Entries follow. Set all of them down as they stand.
--- BEGIN RECORD EXCERPTS ---
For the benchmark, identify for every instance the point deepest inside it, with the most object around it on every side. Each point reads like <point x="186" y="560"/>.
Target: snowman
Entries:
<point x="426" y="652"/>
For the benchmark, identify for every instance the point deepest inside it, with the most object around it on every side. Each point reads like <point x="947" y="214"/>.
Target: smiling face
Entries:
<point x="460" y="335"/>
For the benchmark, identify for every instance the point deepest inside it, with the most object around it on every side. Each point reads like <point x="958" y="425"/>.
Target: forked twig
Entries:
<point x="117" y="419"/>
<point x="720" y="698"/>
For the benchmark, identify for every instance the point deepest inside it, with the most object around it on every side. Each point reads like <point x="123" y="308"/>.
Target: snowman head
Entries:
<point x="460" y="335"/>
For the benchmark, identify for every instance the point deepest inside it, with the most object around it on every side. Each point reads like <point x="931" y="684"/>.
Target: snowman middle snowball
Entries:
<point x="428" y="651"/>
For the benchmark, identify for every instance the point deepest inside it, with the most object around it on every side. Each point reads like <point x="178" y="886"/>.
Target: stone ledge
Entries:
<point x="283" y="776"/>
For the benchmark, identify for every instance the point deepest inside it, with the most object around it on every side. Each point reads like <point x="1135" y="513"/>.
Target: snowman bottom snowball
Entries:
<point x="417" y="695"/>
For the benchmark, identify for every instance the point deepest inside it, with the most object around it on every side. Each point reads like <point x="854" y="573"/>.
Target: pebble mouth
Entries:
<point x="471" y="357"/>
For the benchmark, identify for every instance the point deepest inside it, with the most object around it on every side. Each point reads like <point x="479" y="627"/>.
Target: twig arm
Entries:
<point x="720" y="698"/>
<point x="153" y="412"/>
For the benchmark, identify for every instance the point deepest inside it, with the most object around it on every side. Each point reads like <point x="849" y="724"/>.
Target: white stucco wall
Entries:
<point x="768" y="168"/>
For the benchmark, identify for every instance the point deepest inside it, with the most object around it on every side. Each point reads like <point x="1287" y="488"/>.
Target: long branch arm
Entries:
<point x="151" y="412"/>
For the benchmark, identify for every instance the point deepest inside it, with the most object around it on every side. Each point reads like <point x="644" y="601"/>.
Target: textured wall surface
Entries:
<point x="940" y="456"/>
--- END RECORD EXCERPTS ---
### FINAL RESULT
For the benchmark, identify for every instance the point deepest inside it, with the most object around it on every side. Each point reads like <point x="186" y="560"/>.
Target: snowman
Entries:
<point x="426" y="652"/>
For the benchmark, identify for every instance the point deepest inside it, with the most object around it on every side. Each point reads like <point x="947" y="214"/>.
Target: smiling face
Entries:
<point x="460" y="335"/>
For the benchmark, identify for every instance the point deepest inside it, with the most object around it on every side. Each point reads like <point x="958" y="425"/>.
Target: forked twig
Entries:
<point x="117" y="419"/>
<point x="720" y="698"/>
For the benchmark, identify for every instance the point deepest inside it, with the most object around it on every side. Each point reads like <point x="123" y="308"/>.
Target: snowman head
Entries:
<point x="460" y="335"/>
For the benchmark, identify for every instance the point deepest inside it, with the most object around it on every side. Each point reads like <point x="931" y="684"/>.
Target: snowman middle snowball
Entries:
<point x="428" y="651"/>
For the benchmark, identify for every instance the point deepest inside it, with the most object around it on every side. Each point reads like <point x="178" y="886"/>.
Target: stone ledge
Entries:
<point x="283" y="776"/>
For the benchmark, identify for every instance the point deepest inside it, with the most object around it on every side. Each point reads like <point x="1135" y="513"/>.
Target: snowman bottom snowball
Entries:
<point x="417" y="695"/>
For the benchmark, identify for every instance the point deepest inside it, with the most object around it on every side. Each point reads like <point x="854" y="573"/>.
Target: pebble mouth
Entries:
<point x="471" y="357"/>
For the benchmark, identify for every instance the point deepest inside it, with the most object around it on every side. Each point reads like <point x="479" y="627"/>.
Target: twig arm
Entries:
<point x="720" y="698"/>
<point x="153" y="412"/>
For the benchmark, identify for every instance the point deepest inside it, with the most object around it on every side. Each point reads like <point x="849" y="724"/>.
Target: white stucco wall
Entries:
<point x="768" y="168"/>
For the benchmark, identify for every instance the point deepest inside it, with the most object around it on every side. Each point reads like <point x="1287" y="488"/>.
Target: long branch arm
Entries:
<point x="151" y="412"/>
For the benchmark, identify for every instance the point deepest inside it, with the most object around it on every side. Each point reads like <point x="644" y="601"/>.
Target: textured wall surface
Entries:
<point x="940" y="456"/>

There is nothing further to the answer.